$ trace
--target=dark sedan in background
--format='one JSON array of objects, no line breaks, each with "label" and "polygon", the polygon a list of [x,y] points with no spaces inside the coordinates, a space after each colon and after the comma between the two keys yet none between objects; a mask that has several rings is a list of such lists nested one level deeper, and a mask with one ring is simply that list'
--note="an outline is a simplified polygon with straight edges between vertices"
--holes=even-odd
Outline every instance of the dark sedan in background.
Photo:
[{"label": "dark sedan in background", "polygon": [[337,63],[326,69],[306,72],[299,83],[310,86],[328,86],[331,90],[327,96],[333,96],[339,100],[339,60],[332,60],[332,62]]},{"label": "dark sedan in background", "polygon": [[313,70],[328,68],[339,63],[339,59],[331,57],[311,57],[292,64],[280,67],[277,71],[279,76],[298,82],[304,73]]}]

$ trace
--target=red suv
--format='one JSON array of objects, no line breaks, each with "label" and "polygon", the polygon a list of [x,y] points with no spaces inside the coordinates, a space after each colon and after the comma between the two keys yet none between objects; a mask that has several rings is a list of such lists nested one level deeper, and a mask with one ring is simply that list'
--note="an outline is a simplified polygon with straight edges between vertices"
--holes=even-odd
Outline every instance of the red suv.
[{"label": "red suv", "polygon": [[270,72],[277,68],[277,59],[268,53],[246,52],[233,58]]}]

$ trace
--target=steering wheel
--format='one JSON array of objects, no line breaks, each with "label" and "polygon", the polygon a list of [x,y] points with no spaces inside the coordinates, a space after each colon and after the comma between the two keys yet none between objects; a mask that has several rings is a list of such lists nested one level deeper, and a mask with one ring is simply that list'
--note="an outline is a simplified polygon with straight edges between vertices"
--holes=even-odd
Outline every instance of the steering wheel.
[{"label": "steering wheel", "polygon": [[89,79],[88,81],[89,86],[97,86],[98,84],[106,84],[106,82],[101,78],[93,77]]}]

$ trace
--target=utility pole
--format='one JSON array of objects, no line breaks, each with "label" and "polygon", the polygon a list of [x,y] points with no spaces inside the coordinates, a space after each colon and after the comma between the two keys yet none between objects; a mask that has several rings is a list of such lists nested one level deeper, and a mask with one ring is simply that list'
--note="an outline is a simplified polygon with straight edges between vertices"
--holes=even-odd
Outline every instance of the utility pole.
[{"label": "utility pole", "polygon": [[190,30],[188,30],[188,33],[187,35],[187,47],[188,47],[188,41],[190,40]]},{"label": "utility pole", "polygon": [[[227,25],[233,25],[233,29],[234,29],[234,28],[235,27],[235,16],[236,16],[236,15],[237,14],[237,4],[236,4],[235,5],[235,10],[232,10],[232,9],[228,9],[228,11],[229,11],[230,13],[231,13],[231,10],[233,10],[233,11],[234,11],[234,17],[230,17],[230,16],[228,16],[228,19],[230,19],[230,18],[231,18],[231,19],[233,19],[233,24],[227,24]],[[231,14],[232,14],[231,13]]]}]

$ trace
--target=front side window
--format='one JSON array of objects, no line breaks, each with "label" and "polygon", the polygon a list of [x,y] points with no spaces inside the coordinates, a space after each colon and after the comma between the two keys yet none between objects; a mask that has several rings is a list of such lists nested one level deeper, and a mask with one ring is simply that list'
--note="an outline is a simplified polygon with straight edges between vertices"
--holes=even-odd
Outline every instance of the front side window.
● ● ● ●
Your objective :: Repeat all the entries exactly as given.

Solution for this exercise ::
$ trace
--target=dark sedan in background
--format='one JSON array of objects, no line breaks, each with "label" and "polygon", the polygon a list of [x,y] points with no spaces inside the coordinates, a space after each colon and after the comma between the two keys yet none between objects; a mask that has several rings is a list of such lists nested one level deeper, and a mask with one ring is simply that list'
--note="an outline is a simplified polygon with straight edges between vertices"
--holes=even-odd
Outline every instance of the dark sedan in background.
Photo:
[{"label": "dark sedan in background", "polygon": [[337,63],[326,69],[306,72],[299,83],[310,86],[328,86],[331,90],[327,96],[333,96],[339,100],[339,60],[332,60],[332,62]]},{"label": "dark sedan in background", "polygon": [[313,70],[328,68],[339,63],[339,59],[331,57],[311,57],[292,64],[280,67],[277,71],[279,76],[298,82],[304,73]]}]

$ trace
--target=red suv
--format='one JSON array of objects, no line breaks, each with "label" and "polygon", the polygon a list of [x,y] points with no spaces inside the coordinates, a space after each colon and after the comma between the two keys yet none between objects; a mask that has several rings is a list of such lists nested one level deeper, and a mask with one ring is simply that list'
--note="an outline is a simplified polygon with straight edges between vertices"
--holes=even-odd
Outline every instance of the red suv.
[{"label": "red suv", "polygon": [[270,72],[277,68],[277,59],[268,53],[246,52],[233,58]]}]

$ trace
--target=steering wheel
--format='one JSON array of objects, no line breaks, each with "label" and "polygon", the polygon a list of [x,y] points with no spaces inside the coordinates, a space after each colon and after the comma between the two keys yet none between objects; a mask that has several rings is a list of such lists nested one level deeper, and a mask with one ring is simply that list'
--note="an outline is a simplified polygon with straight edges between vertices"
--holes=even-odd
Outline every instance of the steering wheel.
[{"label": "steering wheel", "polygon": [[89,79],[88,81],[89,86],[97,86],[98,84],[106,84],[106,82],[101,78],[93,77]]}]

$ trace
--target=utility pole
--format='one JSON array of objects, no line breaks, each with "label" and "polygon", the polygon a list of [x,y] points with no spaces inside the coordinates, a space after each colon and after the comma between the two keys yet none between objects; a mask that has several rings is a list of such lists nested one level deeper, and a mask with one ring is simply that list'
--note="an outline is a simplified polygon with straight edges between vertices"
--holes=even-odd
Outline every instance of the utility pole.
[{"label": "utility pole", "polygon": [[190,30],[188,30],[188,33],[187,35],[187,47],[188,47],[188,41],[190,40]]},{"label": "utility pole", "polygon": [[[227,25],[233,25],[233,29],[234,29],[234,28],[235,27],[235,16],[236,16],[236,15],[237,14],[237,4],[236,4],[235,5],[235,10],[232,10],[232,9],[228,9],[228,11],[229,11],[230,13],[231,13],[231,10],[233,10],[233,11],[234,11],[234,17],[230,17],[230,16],[228,16],[228,19],[230,19],[230,18],[231,18],[231,19],[233,19],[233,24],[227,24]],[[231,14],[232,14],[231,13]]]}]

$ trace
--target=front side window
--format='one JSON array of objects, no line breaks, each with "label" and "polygon", the polygon a list of [x,y] points with no spaces inside the coordinates, a space after each colon and after the comma between the two keys yet none between objects; a mask that has several rings is a list of such lists nested one level deeper, and a mask with one ring is simply that list'
--note="an outline is a simplified polygon with straight edges between vertices"
--holes=even-odd
Outline every instance of the front side window.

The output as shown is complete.